▶ [EXERCISE TASK]: Return every line of the material below that contains the word "star", copied in full.

══ RECORDS SUPPLIED

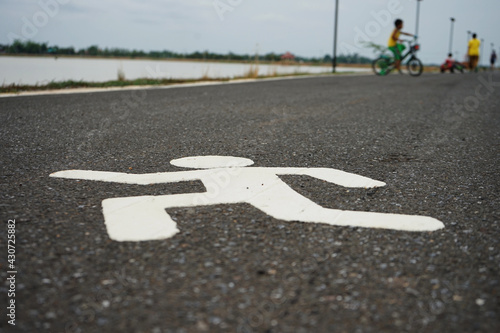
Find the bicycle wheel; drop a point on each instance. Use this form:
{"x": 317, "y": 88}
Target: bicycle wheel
{"x": 381, "y": 66}
{"x": 415, "y": 67}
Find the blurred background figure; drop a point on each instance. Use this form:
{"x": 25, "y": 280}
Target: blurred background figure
{"x": 473, "y": 52}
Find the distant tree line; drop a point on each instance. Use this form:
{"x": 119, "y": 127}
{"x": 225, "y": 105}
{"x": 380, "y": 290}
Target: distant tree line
{"x": 30, "y": 47}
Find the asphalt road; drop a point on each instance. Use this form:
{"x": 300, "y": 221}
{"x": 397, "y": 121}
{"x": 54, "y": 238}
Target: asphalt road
{"x": 434, "y": 140}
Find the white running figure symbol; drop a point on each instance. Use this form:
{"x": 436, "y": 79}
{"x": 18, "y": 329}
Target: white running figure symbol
{"x": 228, "y": 181}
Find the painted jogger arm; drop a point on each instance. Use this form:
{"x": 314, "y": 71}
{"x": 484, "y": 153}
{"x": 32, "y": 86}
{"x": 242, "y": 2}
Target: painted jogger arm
{"x": 126, "y": 178}
{"x": 335, "y": 176}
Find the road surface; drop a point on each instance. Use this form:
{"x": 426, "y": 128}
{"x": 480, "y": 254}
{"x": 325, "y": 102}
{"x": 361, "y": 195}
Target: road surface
{"x": 433, "y": 140}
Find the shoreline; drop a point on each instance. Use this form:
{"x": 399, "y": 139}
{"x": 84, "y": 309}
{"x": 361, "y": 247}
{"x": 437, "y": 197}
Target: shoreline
{"x": 228, "y": 61}
{"x": 177, "y": 84}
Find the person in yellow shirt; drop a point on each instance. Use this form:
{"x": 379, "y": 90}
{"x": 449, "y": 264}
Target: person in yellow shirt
{"x": 473, "y": 52}
{"x": 393, "y": 44}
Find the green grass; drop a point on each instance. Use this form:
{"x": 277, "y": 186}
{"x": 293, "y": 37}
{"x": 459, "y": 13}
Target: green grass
{"x": 17, "y": 88}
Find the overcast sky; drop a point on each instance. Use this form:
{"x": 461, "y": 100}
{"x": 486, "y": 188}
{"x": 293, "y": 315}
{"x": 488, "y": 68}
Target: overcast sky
{"x": 303, "y": 27}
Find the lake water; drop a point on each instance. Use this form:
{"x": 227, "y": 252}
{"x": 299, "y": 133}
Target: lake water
{"x": 42, "y": 70}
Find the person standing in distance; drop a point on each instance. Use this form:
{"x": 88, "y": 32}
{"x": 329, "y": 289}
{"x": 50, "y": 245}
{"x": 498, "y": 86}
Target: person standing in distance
{"x": 493, "y": 59}
{"x": 473, "y": 52}
{"x": 393, "y": 44}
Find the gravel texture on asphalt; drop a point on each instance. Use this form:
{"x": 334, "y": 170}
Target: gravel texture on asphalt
{"x": 435, "y": 141}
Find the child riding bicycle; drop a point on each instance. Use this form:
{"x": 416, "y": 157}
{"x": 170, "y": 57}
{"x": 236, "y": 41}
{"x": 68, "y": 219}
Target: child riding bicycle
{"x": 396, "y": 47}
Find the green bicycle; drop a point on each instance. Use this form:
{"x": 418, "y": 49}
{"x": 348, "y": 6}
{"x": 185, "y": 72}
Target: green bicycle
{"x": 384, "y": 64}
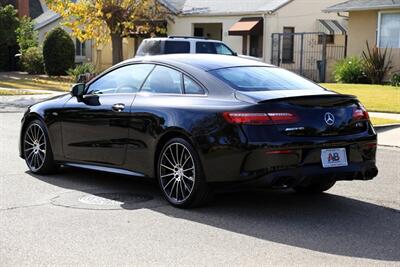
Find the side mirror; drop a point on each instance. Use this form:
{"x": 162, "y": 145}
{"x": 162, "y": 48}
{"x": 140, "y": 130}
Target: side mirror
{"x": 78, "y": 89}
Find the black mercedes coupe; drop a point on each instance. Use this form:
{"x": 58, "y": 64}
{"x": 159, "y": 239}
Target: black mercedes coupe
{"x": 196, "y": 120}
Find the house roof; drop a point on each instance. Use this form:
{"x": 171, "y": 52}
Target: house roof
{"x": 195, "y": 7}
{"x": 212, "y": 7}
{"x": 46, "y": 18}
{"x": 360, "y": 5}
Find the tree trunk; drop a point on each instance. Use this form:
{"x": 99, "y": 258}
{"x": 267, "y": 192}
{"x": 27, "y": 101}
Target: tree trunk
{"x": 116, "y": 41}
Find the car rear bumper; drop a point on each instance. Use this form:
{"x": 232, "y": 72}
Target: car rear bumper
{"x": 305, "y": 175}
{"x": 293, "y": 164}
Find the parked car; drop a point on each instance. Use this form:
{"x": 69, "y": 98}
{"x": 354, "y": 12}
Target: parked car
{"x": 194, "y": 120}
{"x": 184, "y": 45}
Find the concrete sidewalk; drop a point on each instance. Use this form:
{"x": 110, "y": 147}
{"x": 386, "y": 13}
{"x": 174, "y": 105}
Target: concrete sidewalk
{"x": 18, "y": 103}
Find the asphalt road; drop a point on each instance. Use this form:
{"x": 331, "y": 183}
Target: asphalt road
{"x": 86, "y": 218}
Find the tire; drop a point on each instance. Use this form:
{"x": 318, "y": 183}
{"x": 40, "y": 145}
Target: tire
{"x": 36, "y": 148}
{"x": 180, "y": 175}
{"x": 315, "y": 188}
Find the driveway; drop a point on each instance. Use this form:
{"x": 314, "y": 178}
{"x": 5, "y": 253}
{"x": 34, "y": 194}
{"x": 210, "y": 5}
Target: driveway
{"x": 82, "y": 218}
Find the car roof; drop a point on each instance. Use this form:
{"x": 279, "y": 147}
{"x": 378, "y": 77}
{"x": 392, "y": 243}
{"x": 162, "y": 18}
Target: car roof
{"x": 205, "y": 62}
{"x": 182, "y": 38}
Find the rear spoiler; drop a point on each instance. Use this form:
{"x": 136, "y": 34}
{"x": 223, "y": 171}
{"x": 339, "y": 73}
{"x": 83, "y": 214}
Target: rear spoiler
{"x": 299, "y": 96}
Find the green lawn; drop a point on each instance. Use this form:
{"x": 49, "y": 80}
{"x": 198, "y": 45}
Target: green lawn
{"x": 383, "y": 98}
{"x": 380, "y": 121}
{"x": 37, "y": 82}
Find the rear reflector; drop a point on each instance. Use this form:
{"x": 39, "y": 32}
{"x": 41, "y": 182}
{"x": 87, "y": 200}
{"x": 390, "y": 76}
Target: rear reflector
{"x": 260, "y": 118}
{"x": 279, "y": 152}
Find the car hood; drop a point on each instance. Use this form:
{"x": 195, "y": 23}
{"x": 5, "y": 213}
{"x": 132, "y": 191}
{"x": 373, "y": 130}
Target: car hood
{"x": 256, "y": 97}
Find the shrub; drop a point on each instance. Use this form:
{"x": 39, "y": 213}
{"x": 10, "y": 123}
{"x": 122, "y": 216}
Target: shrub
{"x": 8, "y": 24}
{"x": 58, "y": 52}
{"x": 376, "y": 63}
{"x": 32, "y": 60}
{"x": 85, "y": 68}
{"x": 26, "y": 36}
{"x": 350, "y": 70}
{"x": 395, "y": 81}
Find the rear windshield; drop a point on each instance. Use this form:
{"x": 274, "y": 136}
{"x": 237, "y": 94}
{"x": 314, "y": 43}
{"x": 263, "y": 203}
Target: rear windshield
{"x": 263, "y": 79}
{"x": 213, "y": 48}
{"x": 177, "y": 47}
{"x": 148, "y": 48}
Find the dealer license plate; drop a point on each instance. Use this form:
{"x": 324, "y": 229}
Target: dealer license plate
{"x": 334, "y": 157}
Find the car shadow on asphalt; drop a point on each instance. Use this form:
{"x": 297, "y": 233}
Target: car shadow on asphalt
{"x": 325, "y": 223}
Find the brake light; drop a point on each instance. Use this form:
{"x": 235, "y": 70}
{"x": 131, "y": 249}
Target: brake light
{"x": 260, "y": 118}
{"x": 360, "y": 113}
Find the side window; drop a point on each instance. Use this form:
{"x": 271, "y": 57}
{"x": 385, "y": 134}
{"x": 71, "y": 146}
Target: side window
{"x": 191, "y": 87}
{"x": 127, "y": 79}
{"x": 176, "y": 47}
{"x": 163, "y": 80}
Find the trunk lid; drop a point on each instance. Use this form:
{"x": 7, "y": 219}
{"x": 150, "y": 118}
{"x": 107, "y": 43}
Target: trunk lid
{"x": 319, "y": 114}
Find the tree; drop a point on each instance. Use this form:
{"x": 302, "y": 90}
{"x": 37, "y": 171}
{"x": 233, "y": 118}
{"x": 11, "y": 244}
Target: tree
{"x": 26, "y": 36}
{"x": 58, "y": 52}
{"x": 8, "y": 40}
{"x": 102, "y": 20}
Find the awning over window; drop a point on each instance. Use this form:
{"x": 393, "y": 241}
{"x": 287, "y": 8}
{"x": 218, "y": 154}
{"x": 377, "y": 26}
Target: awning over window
{"x": 332, "y": 27}
{"x": 247, "y": 26}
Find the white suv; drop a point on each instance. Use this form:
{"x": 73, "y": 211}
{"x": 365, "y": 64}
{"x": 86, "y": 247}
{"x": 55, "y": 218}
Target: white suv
{"x": 182, "y": 45}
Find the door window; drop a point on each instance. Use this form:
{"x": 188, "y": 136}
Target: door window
{"x": 163, "y": 80}
{"x": 127, "y": 79}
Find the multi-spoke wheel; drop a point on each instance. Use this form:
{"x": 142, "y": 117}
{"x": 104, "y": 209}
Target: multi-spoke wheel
{"x": 36, "y": 148}
{"x": 179, "y": 174}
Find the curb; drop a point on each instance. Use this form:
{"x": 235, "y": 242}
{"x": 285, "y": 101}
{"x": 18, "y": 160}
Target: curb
{"x": 385, "y": 127}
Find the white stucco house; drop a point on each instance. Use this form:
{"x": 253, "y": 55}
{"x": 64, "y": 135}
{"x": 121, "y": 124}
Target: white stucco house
{"x": 246, "y": 26}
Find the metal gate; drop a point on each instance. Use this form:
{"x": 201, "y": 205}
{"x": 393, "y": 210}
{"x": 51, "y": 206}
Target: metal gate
{"x": 307, "y": 54}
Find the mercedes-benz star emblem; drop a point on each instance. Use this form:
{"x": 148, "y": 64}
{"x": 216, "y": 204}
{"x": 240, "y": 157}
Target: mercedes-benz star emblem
{"x": 329, "y": 118}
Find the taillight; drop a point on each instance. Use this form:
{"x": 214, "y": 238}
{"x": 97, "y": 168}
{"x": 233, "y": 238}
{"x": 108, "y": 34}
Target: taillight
{"x": 260, "y": 118}
{"x": 360, "y": 113}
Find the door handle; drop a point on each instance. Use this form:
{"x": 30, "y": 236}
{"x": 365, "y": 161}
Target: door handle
{"x": 118, "y": 107}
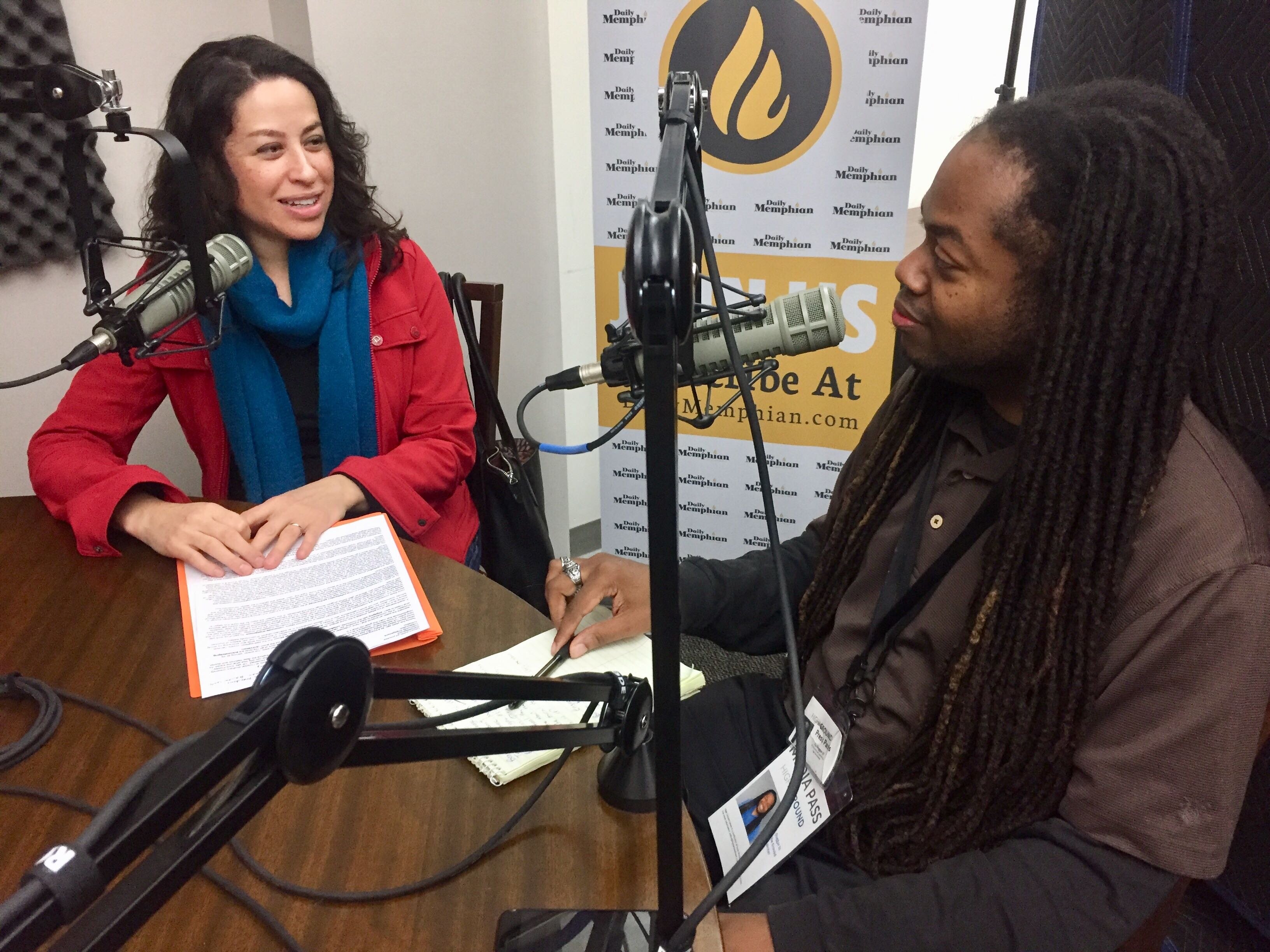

════

▶ [SOLVED PROBLEM]:
Find the mercedes-benz star emblem; drop a point on each instance. Use this form:
Target: mercedes-benz star emblem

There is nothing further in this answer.